_Requisitos_
Localiza en los ítems cada línea que contenga la palabra "gift" y cópiala tal cual.

····················

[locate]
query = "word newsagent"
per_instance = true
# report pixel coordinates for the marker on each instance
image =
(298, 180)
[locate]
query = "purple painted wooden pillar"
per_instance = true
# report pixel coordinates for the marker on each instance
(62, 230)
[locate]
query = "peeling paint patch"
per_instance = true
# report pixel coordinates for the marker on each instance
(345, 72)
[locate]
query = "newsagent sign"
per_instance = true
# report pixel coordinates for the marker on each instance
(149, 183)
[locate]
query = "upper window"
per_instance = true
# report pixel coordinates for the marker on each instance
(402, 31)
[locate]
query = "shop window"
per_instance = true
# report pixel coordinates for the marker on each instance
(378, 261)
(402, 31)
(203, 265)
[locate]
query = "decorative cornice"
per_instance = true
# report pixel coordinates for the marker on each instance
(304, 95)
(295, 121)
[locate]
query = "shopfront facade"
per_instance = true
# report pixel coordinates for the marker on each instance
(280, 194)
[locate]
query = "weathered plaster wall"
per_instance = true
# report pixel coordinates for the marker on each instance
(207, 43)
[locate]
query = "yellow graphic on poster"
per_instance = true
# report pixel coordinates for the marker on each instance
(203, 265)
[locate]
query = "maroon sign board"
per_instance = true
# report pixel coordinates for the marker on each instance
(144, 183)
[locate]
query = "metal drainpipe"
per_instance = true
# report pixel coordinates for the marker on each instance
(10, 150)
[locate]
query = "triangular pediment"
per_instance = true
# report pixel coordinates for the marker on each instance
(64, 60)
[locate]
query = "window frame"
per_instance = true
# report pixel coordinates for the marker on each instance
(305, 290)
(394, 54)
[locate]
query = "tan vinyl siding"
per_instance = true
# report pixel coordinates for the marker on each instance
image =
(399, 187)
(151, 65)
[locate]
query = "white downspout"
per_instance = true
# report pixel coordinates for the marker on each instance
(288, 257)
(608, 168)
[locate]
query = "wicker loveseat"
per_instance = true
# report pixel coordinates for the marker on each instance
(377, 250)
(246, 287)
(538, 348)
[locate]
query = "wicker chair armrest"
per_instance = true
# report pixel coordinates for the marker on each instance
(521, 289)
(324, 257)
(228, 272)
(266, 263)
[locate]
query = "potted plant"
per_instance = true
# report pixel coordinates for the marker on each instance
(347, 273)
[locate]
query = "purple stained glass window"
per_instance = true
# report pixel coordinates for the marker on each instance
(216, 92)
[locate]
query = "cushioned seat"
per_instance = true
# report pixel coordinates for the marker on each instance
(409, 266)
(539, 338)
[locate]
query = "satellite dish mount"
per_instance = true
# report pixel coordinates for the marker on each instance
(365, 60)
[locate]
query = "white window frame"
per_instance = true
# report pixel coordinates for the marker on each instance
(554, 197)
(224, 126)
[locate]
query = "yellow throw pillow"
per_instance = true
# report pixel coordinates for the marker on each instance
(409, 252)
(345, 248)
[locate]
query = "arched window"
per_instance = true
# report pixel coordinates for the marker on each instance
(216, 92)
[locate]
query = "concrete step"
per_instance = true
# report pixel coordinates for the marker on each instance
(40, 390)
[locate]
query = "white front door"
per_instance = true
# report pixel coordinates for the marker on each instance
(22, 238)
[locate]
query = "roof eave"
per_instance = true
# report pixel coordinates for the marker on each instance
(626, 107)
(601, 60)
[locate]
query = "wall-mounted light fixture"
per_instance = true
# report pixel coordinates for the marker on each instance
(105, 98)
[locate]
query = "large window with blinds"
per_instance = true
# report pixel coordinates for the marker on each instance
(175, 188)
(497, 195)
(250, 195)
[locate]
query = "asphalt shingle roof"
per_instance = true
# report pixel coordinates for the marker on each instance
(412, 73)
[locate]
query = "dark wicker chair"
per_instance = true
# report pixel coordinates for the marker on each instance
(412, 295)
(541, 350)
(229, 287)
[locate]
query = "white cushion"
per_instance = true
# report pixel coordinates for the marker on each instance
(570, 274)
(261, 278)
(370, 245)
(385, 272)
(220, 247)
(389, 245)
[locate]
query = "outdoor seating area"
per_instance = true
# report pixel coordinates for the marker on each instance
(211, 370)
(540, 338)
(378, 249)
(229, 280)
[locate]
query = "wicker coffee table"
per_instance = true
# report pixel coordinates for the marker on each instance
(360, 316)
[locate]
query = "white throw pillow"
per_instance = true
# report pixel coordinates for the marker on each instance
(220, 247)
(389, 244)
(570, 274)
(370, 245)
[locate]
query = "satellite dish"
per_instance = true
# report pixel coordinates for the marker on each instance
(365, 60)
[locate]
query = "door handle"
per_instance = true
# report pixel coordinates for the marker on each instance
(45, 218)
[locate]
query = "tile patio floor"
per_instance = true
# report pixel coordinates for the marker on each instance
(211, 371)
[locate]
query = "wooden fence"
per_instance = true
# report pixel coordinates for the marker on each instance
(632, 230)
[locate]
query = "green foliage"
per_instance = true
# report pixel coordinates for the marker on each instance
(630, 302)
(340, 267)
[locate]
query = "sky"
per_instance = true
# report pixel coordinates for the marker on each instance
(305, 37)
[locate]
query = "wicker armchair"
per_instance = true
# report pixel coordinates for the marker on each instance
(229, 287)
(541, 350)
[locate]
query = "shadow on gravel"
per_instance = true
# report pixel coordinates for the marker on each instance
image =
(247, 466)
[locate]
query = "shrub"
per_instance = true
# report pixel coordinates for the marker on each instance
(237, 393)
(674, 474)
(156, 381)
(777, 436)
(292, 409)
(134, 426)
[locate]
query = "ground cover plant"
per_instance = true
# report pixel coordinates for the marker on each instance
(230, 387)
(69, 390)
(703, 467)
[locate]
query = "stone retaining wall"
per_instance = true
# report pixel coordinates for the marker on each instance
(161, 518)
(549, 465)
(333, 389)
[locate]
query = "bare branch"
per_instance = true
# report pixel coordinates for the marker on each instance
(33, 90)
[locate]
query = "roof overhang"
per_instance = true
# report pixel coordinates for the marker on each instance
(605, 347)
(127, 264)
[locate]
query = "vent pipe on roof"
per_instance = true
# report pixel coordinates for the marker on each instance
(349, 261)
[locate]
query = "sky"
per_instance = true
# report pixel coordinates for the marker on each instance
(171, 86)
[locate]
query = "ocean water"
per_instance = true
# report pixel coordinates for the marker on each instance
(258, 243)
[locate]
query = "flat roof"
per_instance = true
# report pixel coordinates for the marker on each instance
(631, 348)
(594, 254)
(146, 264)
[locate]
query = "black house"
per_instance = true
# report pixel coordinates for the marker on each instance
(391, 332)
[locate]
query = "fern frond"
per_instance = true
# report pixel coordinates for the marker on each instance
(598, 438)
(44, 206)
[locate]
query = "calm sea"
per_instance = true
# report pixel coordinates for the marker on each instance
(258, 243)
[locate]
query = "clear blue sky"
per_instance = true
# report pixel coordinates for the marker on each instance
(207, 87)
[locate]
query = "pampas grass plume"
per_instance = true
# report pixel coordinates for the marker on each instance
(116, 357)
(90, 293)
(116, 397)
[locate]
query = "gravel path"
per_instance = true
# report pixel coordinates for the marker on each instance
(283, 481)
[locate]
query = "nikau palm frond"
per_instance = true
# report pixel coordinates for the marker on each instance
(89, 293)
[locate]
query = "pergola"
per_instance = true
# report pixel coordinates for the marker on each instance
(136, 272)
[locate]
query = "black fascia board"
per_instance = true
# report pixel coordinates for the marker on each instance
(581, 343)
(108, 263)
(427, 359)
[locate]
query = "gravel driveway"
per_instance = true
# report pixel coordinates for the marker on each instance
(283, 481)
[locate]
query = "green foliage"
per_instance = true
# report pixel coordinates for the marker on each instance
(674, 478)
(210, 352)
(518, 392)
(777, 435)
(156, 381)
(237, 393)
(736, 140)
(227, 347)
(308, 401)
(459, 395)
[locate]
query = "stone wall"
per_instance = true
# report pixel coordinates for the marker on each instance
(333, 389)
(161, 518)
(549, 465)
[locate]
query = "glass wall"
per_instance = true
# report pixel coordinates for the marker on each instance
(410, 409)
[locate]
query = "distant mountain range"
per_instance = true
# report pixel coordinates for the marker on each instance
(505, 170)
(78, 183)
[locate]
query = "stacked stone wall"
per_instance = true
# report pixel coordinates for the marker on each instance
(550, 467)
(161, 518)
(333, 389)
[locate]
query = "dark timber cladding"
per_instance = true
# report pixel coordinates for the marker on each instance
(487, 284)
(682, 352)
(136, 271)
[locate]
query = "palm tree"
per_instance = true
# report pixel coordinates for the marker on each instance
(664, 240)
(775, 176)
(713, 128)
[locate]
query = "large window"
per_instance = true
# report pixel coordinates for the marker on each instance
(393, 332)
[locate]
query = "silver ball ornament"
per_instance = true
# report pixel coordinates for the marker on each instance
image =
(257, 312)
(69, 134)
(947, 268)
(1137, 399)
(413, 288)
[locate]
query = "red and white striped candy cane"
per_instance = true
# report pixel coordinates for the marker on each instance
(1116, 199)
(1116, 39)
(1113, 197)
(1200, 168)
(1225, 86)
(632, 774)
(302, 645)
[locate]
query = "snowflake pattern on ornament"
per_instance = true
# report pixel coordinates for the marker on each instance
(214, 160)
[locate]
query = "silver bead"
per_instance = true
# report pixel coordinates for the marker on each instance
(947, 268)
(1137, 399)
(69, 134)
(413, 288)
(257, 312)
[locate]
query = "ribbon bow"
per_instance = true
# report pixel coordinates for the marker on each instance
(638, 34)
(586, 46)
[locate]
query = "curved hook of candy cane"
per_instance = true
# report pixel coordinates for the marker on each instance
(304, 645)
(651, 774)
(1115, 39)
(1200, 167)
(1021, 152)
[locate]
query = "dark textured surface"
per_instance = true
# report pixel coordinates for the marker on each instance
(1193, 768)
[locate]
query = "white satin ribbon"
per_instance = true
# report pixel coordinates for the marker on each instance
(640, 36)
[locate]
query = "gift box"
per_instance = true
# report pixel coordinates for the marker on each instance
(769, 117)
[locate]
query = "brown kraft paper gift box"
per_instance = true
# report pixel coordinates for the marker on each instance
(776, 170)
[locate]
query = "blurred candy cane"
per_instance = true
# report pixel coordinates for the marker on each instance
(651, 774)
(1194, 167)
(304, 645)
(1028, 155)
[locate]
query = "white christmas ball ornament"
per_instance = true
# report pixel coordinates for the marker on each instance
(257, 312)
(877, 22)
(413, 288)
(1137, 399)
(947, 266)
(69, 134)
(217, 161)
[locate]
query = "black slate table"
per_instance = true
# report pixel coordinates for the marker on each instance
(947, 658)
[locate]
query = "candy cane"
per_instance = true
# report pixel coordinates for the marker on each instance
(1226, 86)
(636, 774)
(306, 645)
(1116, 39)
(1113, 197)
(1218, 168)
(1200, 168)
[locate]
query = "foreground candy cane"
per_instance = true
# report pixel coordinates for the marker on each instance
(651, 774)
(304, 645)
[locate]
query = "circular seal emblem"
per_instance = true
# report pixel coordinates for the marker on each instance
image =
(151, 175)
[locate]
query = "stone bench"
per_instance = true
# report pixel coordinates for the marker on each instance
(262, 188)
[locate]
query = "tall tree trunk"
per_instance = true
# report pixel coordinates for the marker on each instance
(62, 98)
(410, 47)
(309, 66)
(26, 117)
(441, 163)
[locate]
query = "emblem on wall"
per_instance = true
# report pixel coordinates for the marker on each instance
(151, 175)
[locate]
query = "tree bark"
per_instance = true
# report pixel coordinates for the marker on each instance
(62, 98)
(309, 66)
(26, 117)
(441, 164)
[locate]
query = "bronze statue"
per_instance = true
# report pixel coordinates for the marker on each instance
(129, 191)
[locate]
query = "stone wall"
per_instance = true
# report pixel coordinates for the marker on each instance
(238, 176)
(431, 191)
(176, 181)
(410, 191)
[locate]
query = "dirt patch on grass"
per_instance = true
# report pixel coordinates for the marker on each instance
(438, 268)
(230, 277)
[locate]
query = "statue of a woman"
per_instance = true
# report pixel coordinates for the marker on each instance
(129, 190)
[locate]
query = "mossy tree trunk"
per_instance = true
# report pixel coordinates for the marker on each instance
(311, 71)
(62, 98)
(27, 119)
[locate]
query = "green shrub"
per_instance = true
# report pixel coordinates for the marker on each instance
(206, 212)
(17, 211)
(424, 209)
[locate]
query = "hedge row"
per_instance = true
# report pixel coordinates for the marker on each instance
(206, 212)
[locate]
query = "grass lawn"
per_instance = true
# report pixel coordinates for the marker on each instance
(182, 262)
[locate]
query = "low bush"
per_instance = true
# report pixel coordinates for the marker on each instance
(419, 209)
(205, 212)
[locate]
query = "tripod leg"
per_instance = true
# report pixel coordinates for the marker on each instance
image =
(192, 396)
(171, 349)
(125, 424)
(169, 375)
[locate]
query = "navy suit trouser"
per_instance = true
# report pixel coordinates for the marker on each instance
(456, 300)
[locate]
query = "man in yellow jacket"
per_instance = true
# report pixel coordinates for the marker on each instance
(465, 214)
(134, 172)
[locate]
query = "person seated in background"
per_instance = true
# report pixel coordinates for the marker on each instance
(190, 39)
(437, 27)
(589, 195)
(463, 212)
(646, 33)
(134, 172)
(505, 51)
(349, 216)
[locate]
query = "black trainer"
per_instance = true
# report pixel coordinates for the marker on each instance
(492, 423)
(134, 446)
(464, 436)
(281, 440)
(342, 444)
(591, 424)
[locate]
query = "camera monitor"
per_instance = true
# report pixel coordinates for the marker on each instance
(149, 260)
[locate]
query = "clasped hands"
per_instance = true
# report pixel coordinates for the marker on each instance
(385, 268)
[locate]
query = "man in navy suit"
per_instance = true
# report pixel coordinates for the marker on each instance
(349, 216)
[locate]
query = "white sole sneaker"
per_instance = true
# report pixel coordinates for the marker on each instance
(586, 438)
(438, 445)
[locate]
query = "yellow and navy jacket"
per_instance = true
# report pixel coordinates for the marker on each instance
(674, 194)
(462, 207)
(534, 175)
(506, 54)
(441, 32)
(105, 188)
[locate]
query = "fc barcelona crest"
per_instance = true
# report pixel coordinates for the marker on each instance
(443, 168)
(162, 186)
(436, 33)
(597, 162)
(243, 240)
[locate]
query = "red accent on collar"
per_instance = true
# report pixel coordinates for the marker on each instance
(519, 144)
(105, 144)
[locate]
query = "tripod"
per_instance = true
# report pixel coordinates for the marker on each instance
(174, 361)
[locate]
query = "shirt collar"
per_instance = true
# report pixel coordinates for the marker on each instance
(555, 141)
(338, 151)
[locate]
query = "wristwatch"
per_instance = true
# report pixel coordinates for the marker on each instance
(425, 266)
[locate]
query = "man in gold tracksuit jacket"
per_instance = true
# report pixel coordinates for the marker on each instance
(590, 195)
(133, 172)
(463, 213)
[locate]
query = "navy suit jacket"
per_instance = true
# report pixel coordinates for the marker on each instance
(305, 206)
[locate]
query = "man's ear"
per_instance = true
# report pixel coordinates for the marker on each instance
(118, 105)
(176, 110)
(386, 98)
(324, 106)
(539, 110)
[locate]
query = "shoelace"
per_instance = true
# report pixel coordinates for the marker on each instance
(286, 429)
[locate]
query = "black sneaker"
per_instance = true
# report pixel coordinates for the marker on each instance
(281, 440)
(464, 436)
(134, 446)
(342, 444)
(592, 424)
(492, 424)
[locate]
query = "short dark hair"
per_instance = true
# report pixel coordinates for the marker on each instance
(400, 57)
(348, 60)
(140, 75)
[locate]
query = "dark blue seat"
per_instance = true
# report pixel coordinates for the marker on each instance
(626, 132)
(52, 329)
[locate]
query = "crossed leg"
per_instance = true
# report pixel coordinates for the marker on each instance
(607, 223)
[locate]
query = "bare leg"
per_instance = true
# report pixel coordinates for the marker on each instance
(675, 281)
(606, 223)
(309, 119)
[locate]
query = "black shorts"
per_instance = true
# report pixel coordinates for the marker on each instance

····················

_Respuesta correcta_
query = "gift box"
query = "brown kraft paper gift box"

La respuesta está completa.